====== INFORMATION SUPPLIED
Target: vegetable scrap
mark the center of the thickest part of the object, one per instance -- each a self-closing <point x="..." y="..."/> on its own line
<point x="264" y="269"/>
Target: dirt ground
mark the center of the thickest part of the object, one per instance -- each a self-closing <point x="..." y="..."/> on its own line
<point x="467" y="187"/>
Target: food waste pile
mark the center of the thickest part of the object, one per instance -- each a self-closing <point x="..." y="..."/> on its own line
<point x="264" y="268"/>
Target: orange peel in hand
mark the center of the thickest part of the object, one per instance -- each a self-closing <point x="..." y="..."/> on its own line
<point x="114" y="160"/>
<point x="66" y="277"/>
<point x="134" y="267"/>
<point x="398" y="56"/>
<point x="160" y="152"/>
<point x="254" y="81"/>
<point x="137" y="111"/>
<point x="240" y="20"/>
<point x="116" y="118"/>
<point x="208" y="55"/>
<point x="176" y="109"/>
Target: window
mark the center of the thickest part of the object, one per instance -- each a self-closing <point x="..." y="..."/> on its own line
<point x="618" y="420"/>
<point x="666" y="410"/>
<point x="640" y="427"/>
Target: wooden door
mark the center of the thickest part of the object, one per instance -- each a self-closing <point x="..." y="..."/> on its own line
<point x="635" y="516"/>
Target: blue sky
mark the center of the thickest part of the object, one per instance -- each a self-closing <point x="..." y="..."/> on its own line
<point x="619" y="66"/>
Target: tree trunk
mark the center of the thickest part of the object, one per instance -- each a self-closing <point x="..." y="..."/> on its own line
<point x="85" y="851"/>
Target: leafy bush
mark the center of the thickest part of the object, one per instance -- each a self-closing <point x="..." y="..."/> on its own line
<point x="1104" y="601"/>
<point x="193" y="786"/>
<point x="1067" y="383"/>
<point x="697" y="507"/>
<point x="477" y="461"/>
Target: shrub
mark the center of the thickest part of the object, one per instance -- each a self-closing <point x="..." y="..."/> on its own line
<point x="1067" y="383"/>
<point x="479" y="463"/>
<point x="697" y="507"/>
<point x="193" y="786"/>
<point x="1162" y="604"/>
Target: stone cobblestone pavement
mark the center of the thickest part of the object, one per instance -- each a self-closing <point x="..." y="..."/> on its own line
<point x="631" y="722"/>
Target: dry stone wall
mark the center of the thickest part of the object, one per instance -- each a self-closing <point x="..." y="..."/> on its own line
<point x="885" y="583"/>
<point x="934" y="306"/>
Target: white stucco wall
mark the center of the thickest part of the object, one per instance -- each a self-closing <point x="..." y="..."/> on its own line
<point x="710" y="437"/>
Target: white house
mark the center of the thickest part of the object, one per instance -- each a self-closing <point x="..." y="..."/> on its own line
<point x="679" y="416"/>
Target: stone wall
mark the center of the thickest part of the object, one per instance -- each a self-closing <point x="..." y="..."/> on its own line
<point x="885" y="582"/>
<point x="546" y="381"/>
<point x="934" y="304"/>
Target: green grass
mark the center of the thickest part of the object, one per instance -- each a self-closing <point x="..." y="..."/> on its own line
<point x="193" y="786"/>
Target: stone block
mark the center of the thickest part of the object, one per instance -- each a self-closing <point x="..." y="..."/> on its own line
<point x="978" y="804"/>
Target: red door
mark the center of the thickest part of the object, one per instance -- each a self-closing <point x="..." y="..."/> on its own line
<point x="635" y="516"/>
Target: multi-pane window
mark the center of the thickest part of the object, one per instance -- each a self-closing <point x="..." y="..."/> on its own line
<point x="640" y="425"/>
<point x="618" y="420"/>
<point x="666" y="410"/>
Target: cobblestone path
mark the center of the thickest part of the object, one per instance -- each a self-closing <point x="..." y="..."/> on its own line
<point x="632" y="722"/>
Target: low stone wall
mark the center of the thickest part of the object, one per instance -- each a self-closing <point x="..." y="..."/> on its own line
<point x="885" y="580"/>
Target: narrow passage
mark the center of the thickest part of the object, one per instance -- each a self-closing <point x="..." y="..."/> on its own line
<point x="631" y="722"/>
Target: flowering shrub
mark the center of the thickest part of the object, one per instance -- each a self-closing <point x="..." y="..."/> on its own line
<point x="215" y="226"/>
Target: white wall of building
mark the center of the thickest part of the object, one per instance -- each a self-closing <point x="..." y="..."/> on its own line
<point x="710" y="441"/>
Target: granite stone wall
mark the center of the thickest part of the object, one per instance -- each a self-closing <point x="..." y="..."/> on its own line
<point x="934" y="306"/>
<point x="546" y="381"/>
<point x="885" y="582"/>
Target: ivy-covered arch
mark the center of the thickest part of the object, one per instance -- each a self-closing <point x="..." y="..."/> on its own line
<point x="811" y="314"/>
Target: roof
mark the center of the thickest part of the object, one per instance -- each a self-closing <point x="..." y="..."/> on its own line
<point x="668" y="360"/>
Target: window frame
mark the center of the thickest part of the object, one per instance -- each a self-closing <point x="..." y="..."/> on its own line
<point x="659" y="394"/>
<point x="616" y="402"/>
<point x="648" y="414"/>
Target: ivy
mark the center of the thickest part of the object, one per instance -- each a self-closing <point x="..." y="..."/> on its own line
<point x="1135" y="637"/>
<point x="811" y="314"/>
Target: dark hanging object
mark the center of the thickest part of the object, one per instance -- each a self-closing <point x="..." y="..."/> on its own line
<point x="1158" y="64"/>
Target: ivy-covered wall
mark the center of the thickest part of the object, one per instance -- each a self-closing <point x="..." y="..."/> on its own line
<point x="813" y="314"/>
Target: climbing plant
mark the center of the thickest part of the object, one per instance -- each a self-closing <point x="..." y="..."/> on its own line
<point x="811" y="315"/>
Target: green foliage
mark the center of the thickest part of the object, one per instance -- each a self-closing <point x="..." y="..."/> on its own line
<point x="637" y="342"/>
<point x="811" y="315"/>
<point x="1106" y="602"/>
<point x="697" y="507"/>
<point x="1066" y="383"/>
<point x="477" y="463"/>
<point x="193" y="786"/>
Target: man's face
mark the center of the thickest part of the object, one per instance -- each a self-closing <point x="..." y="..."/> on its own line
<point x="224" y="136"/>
============
▶ [WORK REQUEST]
Using the records above, copy word for word the line with "Target: narrow passage", the line with "Target: window frame", and every line between them.

▶ [RESPONSE FOR THIS EXERCISE]
Target: narrow passage
mark the center of the thickest part of the object, one per instance -- each a self-closing <point x="..." y="..."/> on its own line
<point x="631" y="722"/>
Target: flowering shrub
mark the center of the thickest part of the object, one per instance -- each a self-closing <point x="..." y="..."/> on its own line
<point x="215" y="226"/>
Target: white wall of building
mark the center of the thickest part of the object, one per instance -- each a self-closing <point x="..." y="..."/> on its own line
<point x="710" y="441"/>
Target: granite stone wall
mark the center of the thickest part of the object, one per instance -- each a self-closing <point x="..." y="..."/> on its own line
<point x="934" y="306"/>
<point x="546" y="381"/>
<point x="885" y="582"/>
Target: ivy-covered arch
mark the center of the thickest part of the object, one per instance -- each a self-closing <point x="..." y="..."/> on its own line
<point x="811" y="314"/>
Target: roof
mark the center of the thickest part of the object, one per instance -- each a self-closing <point x="..." y="..."/> on its own line
<point x="668" y="360"/>
Target: window frame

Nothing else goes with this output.